=== Pointing records ===
▽

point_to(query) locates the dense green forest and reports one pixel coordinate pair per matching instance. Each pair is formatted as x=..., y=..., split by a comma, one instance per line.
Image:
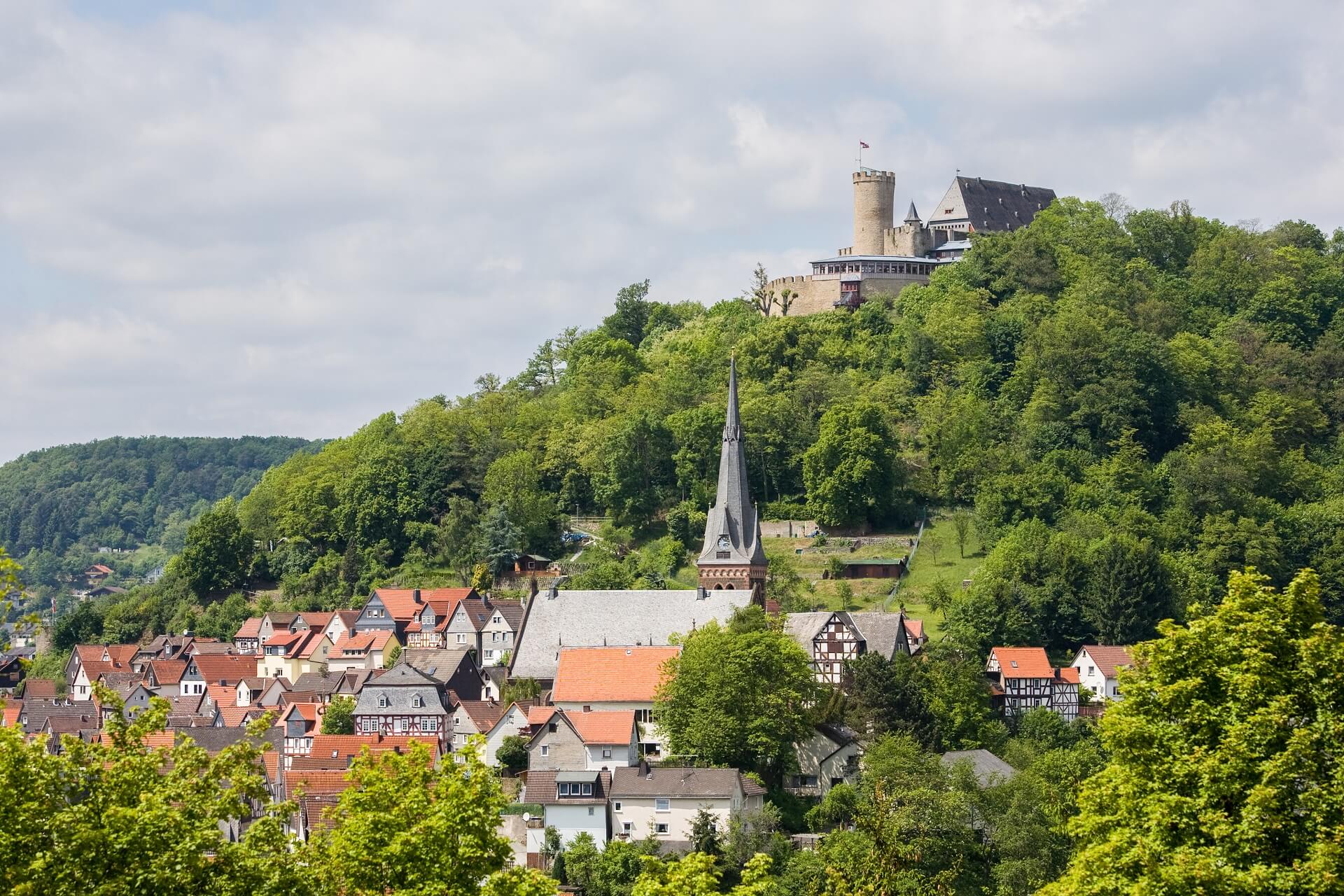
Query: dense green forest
x=61, y=504
x=1133, y=405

△

=== What the exercise asks ===
Please format the records above as a JSON list of strings with one string per line, skipping blank lines and leaving out the pictures.

=== Complete output ===
[
  "point_to(query) locates the dense green forest and reports one pixel coordinate pair per matching instance. Each pair is formatted as x=..., y=..., split by a comma, one instance per line.",
  "Image:",
  "Query: dense green forest",
  "x=61, y=504",
  "x=1133, y=405"
]